* EXERCISE
Set down each record exactly as written.

—————

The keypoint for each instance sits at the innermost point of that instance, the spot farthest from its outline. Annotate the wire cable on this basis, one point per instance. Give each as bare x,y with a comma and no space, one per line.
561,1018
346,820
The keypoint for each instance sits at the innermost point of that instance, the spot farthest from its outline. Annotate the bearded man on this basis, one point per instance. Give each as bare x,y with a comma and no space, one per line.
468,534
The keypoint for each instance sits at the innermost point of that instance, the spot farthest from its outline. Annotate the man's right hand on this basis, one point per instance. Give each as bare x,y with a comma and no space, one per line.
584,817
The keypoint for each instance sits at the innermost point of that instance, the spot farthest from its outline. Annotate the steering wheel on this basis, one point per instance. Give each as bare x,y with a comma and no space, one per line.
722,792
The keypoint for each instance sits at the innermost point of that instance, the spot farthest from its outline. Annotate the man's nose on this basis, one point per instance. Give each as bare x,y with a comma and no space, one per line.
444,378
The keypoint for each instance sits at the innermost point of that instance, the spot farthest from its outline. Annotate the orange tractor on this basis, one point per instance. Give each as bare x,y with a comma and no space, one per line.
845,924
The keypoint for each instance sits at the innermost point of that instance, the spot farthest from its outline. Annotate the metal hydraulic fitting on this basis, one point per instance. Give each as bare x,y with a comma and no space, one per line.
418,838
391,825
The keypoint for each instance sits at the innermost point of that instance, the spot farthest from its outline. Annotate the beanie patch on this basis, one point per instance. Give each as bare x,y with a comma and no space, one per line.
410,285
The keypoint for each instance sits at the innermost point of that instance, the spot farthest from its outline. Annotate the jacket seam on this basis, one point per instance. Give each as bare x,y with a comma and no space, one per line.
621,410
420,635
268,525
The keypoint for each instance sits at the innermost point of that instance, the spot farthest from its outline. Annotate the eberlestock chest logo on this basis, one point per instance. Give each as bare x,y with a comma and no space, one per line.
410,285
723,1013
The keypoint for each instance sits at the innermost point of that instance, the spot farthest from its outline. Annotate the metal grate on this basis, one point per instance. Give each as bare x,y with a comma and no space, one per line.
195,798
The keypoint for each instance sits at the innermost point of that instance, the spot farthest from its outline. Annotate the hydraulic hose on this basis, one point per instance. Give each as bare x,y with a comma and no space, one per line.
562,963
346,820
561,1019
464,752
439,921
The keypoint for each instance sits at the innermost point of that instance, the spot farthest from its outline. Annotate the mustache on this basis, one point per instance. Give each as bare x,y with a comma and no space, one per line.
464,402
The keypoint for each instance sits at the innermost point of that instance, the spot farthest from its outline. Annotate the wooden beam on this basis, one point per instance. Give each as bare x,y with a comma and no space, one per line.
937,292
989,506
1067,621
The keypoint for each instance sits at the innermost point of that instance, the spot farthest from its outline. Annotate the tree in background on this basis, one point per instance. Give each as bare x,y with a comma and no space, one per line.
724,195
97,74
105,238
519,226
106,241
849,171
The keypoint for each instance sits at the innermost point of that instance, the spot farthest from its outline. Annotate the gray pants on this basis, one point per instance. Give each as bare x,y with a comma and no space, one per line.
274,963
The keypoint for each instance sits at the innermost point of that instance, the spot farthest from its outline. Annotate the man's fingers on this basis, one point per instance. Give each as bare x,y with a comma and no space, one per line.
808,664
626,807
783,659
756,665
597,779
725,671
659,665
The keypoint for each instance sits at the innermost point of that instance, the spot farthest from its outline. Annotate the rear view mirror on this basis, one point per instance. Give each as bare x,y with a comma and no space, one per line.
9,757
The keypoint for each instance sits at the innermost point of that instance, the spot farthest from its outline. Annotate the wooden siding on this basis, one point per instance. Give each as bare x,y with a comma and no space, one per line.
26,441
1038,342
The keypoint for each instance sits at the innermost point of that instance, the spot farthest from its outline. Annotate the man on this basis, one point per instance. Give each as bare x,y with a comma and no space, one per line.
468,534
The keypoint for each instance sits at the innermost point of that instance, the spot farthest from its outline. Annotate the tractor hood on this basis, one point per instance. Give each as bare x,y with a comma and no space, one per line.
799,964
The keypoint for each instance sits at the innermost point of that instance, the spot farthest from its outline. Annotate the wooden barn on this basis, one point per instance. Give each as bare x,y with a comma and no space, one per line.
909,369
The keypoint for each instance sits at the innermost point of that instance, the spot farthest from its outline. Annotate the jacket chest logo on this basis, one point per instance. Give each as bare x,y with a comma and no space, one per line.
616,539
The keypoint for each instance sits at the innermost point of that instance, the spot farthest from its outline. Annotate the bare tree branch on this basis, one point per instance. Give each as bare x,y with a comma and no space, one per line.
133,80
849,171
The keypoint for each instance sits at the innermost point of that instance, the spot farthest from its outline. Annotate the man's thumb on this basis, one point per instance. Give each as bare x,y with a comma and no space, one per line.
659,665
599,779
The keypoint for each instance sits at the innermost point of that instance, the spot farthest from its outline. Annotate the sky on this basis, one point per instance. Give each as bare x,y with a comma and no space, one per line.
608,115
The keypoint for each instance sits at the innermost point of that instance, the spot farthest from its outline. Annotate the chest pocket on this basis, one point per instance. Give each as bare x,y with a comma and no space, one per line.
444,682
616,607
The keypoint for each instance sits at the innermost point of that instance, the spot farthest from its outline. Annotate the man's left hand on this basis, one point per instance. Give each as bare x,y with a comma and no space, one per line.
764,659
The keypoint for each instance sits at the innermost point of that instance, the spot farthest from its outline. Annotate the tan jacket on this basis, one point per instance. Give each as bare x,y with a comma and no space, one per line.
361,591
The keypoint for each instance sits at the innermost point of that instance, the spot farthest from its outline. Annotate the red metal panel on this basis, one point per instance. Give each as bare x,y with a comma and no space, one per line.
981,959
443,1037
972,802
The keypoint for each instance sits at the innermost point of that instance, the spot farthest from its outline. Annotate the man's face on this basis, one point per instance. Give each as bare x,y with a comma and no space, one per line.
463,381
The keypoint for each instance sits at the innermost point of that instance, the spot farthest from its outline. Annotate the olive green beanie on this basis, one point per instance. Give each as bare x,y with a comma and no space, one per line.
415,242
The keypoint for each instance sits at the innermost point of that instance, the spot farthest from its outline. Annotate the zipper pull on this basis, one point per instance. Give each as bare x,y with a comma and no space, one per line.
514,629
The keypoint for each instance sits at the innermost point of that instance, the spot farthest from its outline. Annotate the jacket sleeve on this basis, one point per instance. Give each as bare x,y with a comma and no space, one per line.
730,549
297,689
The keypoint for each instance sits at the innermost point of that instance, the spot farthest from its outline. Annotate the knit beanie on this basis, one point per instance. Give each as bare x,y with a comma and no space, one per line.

—————

* RESPONSE BELOW
The keypoint for each instance sits at the innermost point of that instance, the spot farthest from its outline. Annotate the wire cable on this basis, one point per instance. Give each as bare x,y with a comma and no space, one per line.
561,1018
346,820
The keypoint for each instance sits at the innermost point of that instance, the spot farthest from its outline. Annotate the bearded man on this basis, one point per instance. Give each as bare x,y with a comma and no space, one per line.
468,534
The keypoint for each instance sits at the innermost point of that instance, the spot farthest from its outline. Annotate the man's right hand on this basis, one point per instance. Give each as bare x,y with a comma and no space, one per line.
584,817
The keypoint for each instance sits at the innermost point of that instance, the spot farthest from its outline. Annotate the steering wheel on this basis, one point per instance. Give each as bare x,y with a comma and no space, one per line.
722,792
The keypoint for each instance sits at the innermost point of that instance, the spot farthest from its outline. Annotate the man's nose on this basis, one point per instance. Give each as bare x,y with a comma and no space, one per line.
444,378
The keypoint for each instance sits at the innermost point of that instance, the spot farthest from its outline. Annotate the orange tractor on this basis, one point per instance. Give each as bare x,y with a comma and no space, one per line.
845,924
The keypoint for each instance sits at the innermost point of that instance, the spot farthest from its outline. Annotate the metal hydraulic fitting on this basis, one point per instance. Give each as bare x,y with a comma and no space, one per line.
418,838
391,825
The keypoint for each instance sits at the innermost point of that instance, the spot farthest from its outline. Annotate the beanie patch on this basis, one point per instance. Give each as bare x,y with a comma and no space, one per line.
410,285
The keypoint for each instance sits at the innermost point of that instance, the spot farthest from its outline. Annotate the jacket seam on this basis, one point per instance. Give each as bare x,y with a comma and no space, one per line.
621,410
420,635
268,525
The keypoint for each instance sits at the innermost point of that instance, the spot farthest from its outline. Annotate the eberlestock chest logo on this basis, one point per instance. Give each as bare x,y with a comma and no space, one per line.
410,285
723,1013
The keypoint for each instance sits at the innermost point of that instance, the spot farthest from its outline. Annotate the metal grate on this basis, one point per instance. Give each as bare x,y with a comma and no space, one per line.
195,798
The keypoint for each instance sits at the innermost point of that instance, the spot farthest from its outline. Annotate the hydraulic hose on this basis, one point per instance. Give each as bare x,y with a comma and no space, one per line.
562,963
346,820
561,1019
464,752
439,921
The keypoint for each instance sits at the innermost point of that instance, the spot farthest from its outline. Annotate the mustache on this basis, one point per instance. Give each as bare x,y with a comma and no space, one per line.
464,402
The keypoint for each instance sits at the innermost point of that instance, the spot farthest from its outline. Annotate the wooden beam on this basis, one point per instance. Give each as bare x,y with a comma and no space, one per line.
937,292
989,506
1067,621
The keypoint for each instance sits at the innermost point of that instance, the spot farthest from its outline. Annotate the tree in background on this basis, one point per instance. Give each as bare x,y with a comma and no space, one per line.
724,195
97,74
105,238
519,226
106,241
849,171
The keypoint for each instance sits at the innermost point of that instance, the spot farthest from its outline. Annotate the gray pants on this basis, one point per instance. Give each as bare x,y with a comma and no space, one per line.
274,963
The keypoint for each instance sits at the innermost point of that instance, the spot farthest from its outline. Annotate the man's fingers on this basis, one point per instance. Give each as bare x,y with a comma and no space, one per line.
808,664
626,807
783,659
756,665
597,779
725,671
659,665
The keypoint for each instance sits at the innermost point of that instance, the spot farthest from its outline. Annotate the rear view mirror on this basis, one point per instance. Give each as bare x,y with a comma and no space, one per line.
9,757
The keypoint for each instance sits at the innermost point of that instance, the spot farthest from its outline. Annotate the wooden siding on this basis, one point per instance. Give each as bare x,y with a comma and no space, one per line.
26,441
1038,342
The keypoint for each instance sits at the innermost point of that instance, the spot farthest from its outline. Annotate the man on this basis, one point per instance. Give each as bare x,y with a comma and no space, one per line.
468,534
The keypoint for each instance sits at the innermost point of that instance, the spot farthest from its outline. Annotate the tractor hood on this basis, one point per instance. Give each as bare x,y with a comma and no space, one per line.
799,964
The keypoint for each instance sits at the innermost point of that instance, the spot farthest from its outline. Annotate the wooden barn on this basis, one point per instance. Give each as bare x,y with a comma and no space, one per line.
909,369
The keypoint for each instance sits at the innermost point of that instance, the spot farthest from its outline. Annotate the jacket chest logo on this basis, one point per instance. Give each as bare x,y with a comma and no space, one per line.
616,539
The keypoint for each instance sits at the innermost point of that instance, the spot farthest from its outline. Annotate the bare tree branch on this basis, one point per instance. Give each as bare x,y with a comma and no space, one per line.
133,80
849,171
The keypoint for each instance sits at the innermost point of that instance, the spot farthest from its outline. Annotate the man's thumb on this basis, one point per instance. Give each as bare x,y with a comma and no space, one per line.
659,665
599,779
The keypoint for each instance sits at the innermost point of that instance, the spot farthest from its outline. Annotate the sky on this basis, one point per instance. Give each as bare x,y with a comma and no space, one per line.
608,115
The keypoint for each instance sits at the innermost point of that instance, the spot farthest from its outline. Annotate the chest pocket on this basis, one point per instance. Give each as bare x,y with a comma and no space, one per line.
444,682
616,607
The keypoint for each instance sits at the innermost point of that instance, the spot farthest from its outline. Annotate the man's left hand on this basis, one point per instance. Give each as bare x,y with a comma and no space, one per line.
764,659
The keypoint for each instance sits at the innermost point of that instance, the spot farthest from its outline. Annotate the tan jacket on this basis, one point per instance. Give each as bare x,y with a comma and no space, one per line.
361,591
The keypoint for each instance sits at the innermost point of that instance, the spot farthest from its outline. Annotate the red metal panel on this basis, one point per instance. Give each as bare x,y with a comma and no space, one per line.
981,959
443,1037
972,802
The keypoint for each instance sits at the innermost point of that instance, the spot farthest from its outline. Annotate the man's face on this basis, one point per instance. Give each as bare x,y with a comma and no space, one per line.
463,381
The keypoint for each instance sits at the innermost point of that instance, the spot farthest from its outline. Annotate the olive green beanie on this basis, one point per instance. Give each as bare x,y with a comma and no space, one per line.
415,242
The keypoint for each instance sits at the innermost point of that instance, the spot farthest from its outline. Annotate the zipper pull on this basis, one point per instance. Give each as bare x,y with a comma and no space, one per line.
514,629
The keypoint for each instance sits at the innermost point of that instance, the spot farthest from its outline. Annotate the jacket sleeve on this basis, one point per instance. Give each as bare x,y with a comma and no space, one per line.
730,549
297,689
The keypoint for each instance sits at the innermost point of that instance, the spot farthest from its outline. Annotate the knit beanie on this basis, one point per instance. Give each as bare x,y with a comma and no space, one per line.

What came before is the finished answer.